Requirement: Repeat the listing that follows, character for character, minus the pictures.

Dataset entries:
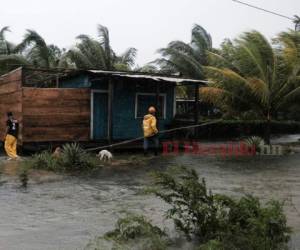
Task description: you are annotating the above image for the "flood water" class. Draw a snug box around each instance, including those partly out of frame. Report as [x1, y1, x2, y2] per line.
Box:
[1, 136, 300, 250]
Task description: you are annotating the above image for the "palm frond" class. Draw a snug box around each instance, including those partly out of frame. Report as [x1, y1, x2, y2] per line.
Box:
[191, 24, 212, 58]
[200, 86, 233, 109]
[0, 54, 29, 75]
[97, 24, 112, 69]
[14, 30, 53, 67]
[246, 77, 269, 105]
[75, 34, 107, 68]
[158, 47, 203, 78]
[155, 24, 212, 79]
[276, 86, 300, 109]
[0, 26, 10, 40]
[118, 47, 137, 67]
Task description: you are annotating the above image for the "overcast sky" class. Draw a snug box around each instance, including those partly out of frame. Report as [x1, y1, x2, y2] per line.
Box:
[1, 0, 299, 65]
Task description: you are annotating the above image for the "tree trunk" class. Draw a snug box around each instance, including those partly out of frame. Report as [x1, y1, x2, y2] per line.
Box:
[264, 114, 271, 145]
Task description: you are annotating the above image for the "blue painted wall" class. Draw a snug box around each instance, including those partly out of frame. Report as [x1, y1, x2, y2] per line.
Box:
[112, 79, 174, 140]
[60, 74, 175, 140]
[60, 74, 90, 88]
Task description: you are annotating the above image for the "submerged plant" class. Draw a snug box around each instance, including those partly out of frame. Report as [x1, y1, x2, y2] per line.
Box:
[60, 143, 92, 170]
[18, 166, 29, 188]
[150, 166, 291, 249]
[24, 143, 99, 172]
[30, 150, 60, 171]
[85, 214, 168, 250]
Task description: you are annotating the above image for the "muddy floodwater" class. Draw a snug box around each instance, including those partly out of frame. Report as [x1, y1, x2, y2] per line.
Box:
[1, 136, 300, 250]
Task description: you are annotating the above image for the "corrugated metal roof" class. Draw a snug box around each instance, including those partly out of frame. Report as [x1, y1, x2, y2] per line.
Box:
[88, 70, 207, 84]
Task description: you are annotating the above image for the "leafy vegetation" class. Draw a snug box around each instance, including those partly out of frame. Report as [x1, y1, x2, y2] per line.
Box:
[155, 24, 213, 98]
[85, 214, 168, 250]
[29, 150, 60, 171]
[243, 136, 264, 153]
[0, 24, 137, 75]
[23, 143, 99, 172]
[0, 26, 27, 75]
[0, 27, 65, 75]
[87, 166, 291, 250]
[67, 24, 137, 71]
[200, 30, 300, 143]
[59, 143, 97, 171]
[150, 166, 291, 249]
[156, 24, 212, 79]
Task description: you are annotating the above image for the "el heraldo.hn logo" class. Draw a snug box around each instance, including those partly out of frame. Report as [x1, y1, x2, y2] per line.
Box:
[162, 141, 283, 157]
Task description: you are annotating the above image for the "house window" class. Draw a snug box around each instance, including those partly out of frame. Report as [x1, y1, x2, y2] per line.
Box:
[135, 93, 166, 119]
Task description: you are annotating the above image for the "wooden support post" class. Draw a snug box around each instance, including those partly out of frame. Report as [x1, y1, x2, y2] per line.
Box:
[155, 82, 160, 117]
[56, 75, 59, 88]
[194, 83, 199, 125]
[108, 78, 114, 144]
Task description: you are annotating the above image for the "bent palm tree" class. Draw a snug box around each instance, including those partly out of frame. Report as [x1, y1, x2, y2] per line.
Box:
[0, 26, 29, 75]
[15, 30, 63, 68]
[156, 24, 212, 78]
[0, 28, 65, 75]
[155, 24, 212, 98]
[200, 30, 300, 143]
[67, 24, 137, 71]
[0, 26, 13, 55]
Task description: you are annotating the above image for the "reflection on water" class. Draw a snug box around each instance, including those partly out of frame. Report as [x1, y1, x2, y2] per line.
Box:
[0, 147, 300, 249]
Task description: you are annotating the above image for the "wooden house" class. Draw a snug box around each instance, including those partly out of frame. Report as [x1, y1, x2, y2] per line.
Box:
[0, 67, 205, 148]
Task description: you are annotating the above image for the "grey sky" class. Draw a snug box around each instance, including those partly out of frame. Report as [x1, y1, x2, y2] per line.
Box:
[1, 0, 299, 65]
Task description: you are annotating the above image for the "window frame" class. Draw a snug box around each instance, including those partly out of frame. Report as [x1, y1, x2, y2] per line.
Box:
[135, 92, 167, 119]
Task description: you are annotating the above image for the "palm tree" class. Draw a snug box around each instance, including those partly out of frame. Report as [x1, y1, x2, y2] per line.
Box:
[67, 24, 137, 71]
[15, 30, 63, 68]
[200, 30, 300, 143]
[0, 26, 13, 55]
[155, 24, 212, 98]
[155, 24, 212, 78]
[0, 28, 65, 75]
[0, 26, 29, 75]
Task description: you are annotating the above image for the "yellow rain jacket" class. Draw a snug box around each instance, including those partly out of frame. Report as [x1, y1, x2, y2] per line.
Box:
[143, 114, 158, 137]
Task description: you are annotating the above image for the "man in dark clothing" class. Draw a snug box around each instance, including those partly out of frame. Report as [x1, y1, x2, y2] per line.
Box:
[3, 112, 19, 159]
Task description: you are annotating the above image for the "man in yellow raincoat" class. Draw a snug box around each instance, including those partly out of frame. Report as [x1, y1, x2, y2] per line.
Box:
[3, 112, 19, 160]
[143, 106, 159, 156]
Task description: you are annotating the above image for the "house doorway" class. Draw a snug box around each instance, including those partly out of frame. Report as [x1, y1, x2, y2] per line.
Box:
[91, 91, 108, 140]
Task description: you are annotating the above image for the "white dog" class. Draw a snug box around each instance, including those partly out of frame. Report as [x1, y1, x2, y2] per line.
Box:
[97, 149, 113, 162]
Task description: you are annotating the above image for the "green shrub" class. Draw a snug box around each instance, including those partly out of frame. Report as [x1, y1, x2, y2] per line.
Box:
[150, 166, 291, 249]
[105, 214, 166, 241]
[60, 143, 96, 171]
[85, 214, 168, 250]
[30, 150, 60, 171]
[25, 143, 99, 172]
[198, 240, 224, 250]
[243, 136, 264, 153]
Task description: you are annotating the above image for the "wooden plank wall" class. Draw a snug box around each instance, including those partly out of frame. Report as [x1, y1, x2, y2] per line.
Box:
[22, 88, 91, 142]
[0, 68, 23, 143]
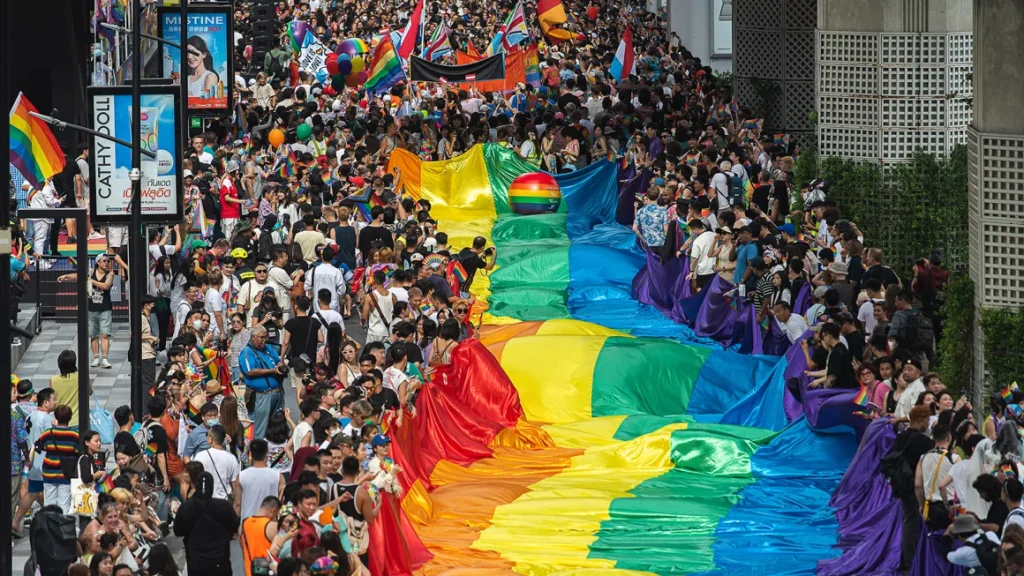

Your solution:
Task description: you are annotating the above image for the "flood water" class. Draw a snug box around each instance, including those partly out of frame. Report as [x1, y1, x2, y2] per line.
Box:
[1, 136, 300, 250]
Task description: you are annotating the above image for the "palm frond" class. Draw a snug box around each instance, including those partly out of frame. Report as [x1, y1, x2, y2] per line.
Box:
[191, 24, 212, 58]
[200, 86, 233, 109]
[0, 54, 29, 75]
[97, 24, 112, 69]
[14, 30, 53, 67]
[246, 77, 269, 105]
[75, 34, 107, 68]
[158, 47, 203, 78]
[155, 24, 212, 79]
[276, 86, 300, 109]
[0, 26, 10, 40]
[118, 47, 137, 67]
Task description: you are annotating the above image for the "overcast sky" class. Draw a snug box around each instance, including those partly out of frame. Report as [x1, y1, x2, y2] per line.
Box:
[1, 0, 299, 65]
Task description: you are annotating the above image for the "tree trunk" class. Draw a snug box around each instance, including those partly out of frame. Report as [x1, y1, x2, y2] per line.
Box:
[264, 114, 271, 145]
Task description: you are annotating the above image for the "blue painted wall" class. Draw a snug box around each instance, including those partly out of frame. Report as [x1, y1, x2, y2] per line.
Box:
[112, 79, 174, 140]
[60, 74, 175, 140]
[60, 74, 90, 88]
Task description: you are annotating the above image for the "submerged plant" class. Draw a snug box around each instance, including those partly out of frame. Report as [x1, y1, x2, y2] per line.
Box:
[60, 143, 92, 170]
[18, 166, 29, 188]
[150, 166, 291, 249]
[24, 143, 99, 172]
[30, 150, 60, 171]
[85, 214, 168, 250]
Task description: you are annotating the above image for the "muddy floodwater" class. Draw a snug box around each instance, including those partly out of frame. Report as [x1, y1, x2, y2] per line.
Box:
[1, 136, 300, 250]
Task description: you are annotating the above image for the "corrugated metal roof" class. Draw a snug box around each instance, including those partly out of frame. Report as [x1, y1, x2, y2] per line.
Box:
[88, 70, 207, 84]
Task description: you are annotating the above image for the "leafy vegetation" class. Draw a snug box around each instance, including those partly out of frame. Report as [x1, y1, x2, y2] per line.
Box:
[155, 24, 213, 98]
[85, 214, 168, 250]
[29, 150, 60, 171]
[243, 136, 264, 153]
[0, 24, 137, 75]
[23, 143, 99, 172]
[0, 26, 27, 75]
[0, 27, 65, 75]
[87, 166, 291, 250]
[67, 24, 137, 71]
[200, 30, 300, 143]
[59, 143, 97, 171]
[150, 166, 291, 249]
[156, 24, 212, 79]
Task description: you are annotating the above image for the "el heraldo.hn logo" class. Draw a snug box around each instance, including those partly out of frame. Report as [x1, y1, x2, y2] per line.
Box:
[162, 141, 283, 157]
Task description: you are annotating the above image for the "house window" class. Draw a snug box around each instance, including those partly out of frame. Report as [x1, y1, x2, y2] per line.
Box:
[135, 93, 166, 119]
Task description: you are annotating the above image for the "wooden support post" class. Draw a snug box around each instance, including those partly out of frame. Report as [x1, y1, x2, y2] per line.
Box:
[155, 82, 160, 117]
[56, 75, 59, 88]
[194, 83, 199, 125]
[108, 78, 114, 144]
Task description: you are annotating the above image for the "bent palm tree" class. Draw a snug box around each instance, including those partly out of frame. Report as [x1, y1, x2, y2] per line.
Box:
[0, 26, 29, 75]
[15, 30, 63, 68]
[156, 24, 212, 78]
[0, 28, 65, 75]
[155, 24, 212, 98]
[200, 30, 300, 143]
[67, 24, 137, 71]
[0, 26, 13, 55]
Task description: you are annotating the above image for the "reflection on water" class. Draw a snug box around each instance, including those partly out of frame. Report as [x1, y1, x2, y2] per line.
Box:
[0, 147, 300, 249]
Task description: you are annotating the above image for the "wooden house" class. Draw a snug box around each instance, including those partly out of frame. Report as [x1, y1, x2, y2] per line.
Box:
[0, 67, 205, 148]
Task description: you are annotating the above image for the "grey sky" class. Draw a snug box around each instance, including those partly out of frame. Report as [x1, y1, x2, y2] per line.
Box:
[1, 0, 299, 65]
Task description: you are annotating the above image for the "window frame" class. Draw a snug box around each instance, including those partly out of frame. Report as [x1, y1, x2, y2] per line.
Box:
[135, 92, 167, 119]
Task description: you are annotating the above image for the "palm tree" class. Draw a snug box around each instance, including those partly out of frame. Report as [x1, y1, x2, y2] per line.
Box:
[67, 24, 137, 71]
[15, 30, 63, 68]
[200, 30, 300, 143]
[0, 26, 13, 55]
[155, 24, 212, 98]
[155, 24, 212, 78]
[0, 28, 65, 75]
[0, 26, 29, 75]
Task description: you are annotating the above image for the "yellow rain jacket" class. Draw a snug box around each instance, including those partly out of frame. Report as [x1, y1, x2, y2] per line.
Box:
[143, 114, 158, 137]
Task description: you are annotating the above image for the "man in dark clothing" class. Draw a snug box around each instance, including those partly out of frame. Report as [x1, y1, x2, y2] per line.
Box:
[3, 112, 19, 159]
Task description: you are annotating the above image for the "man in yellow raincoat" class. Draw a snug box around each instance, including those partly out of frame. Report as [x1, y1, x2, y2] per line.
Box:
[3, 112, 19, 160]
[143, 106, 159, 156]
Task description: you are annotating the above image for the "house doorway" class. Draw a snug box around each instance, including those partly out of frame. Report as [x1, y1, x2, y2] per line.
Box:
[91, 91, 108, 140]
Task description: you are annotating the above image for the "white dog" class. Draw a snug box around each instance, including those partly out of frame. Report as [x1, y1, x2, y2] per line.
Box:
[97, 149, 113, 162]
Task description: you are annotating the above image for the "green shrub" class. Draw a snug box around each instance, including those partly out of frame. Report as [x1, y1, x2, y2] per line.
Box:
[150, 166, 291, 249]
[105, 214, 166, 241]
[60, 143, 96, 171]
[85, 214, 168, 250]
[30, 150, 60, 171]
[25, 143, 99, 172]
[198, 240, 224, 250]
[243, 136, 264, 153]
Task description: you are annotating the above image for the "wooden plank wall" class. Draw a snug box around each instance, including those partly out of frame. Report as [x1, y1, x2, y2] per line.
Box:
[22, 88, 91, 142]
[0, 68, 23, 143]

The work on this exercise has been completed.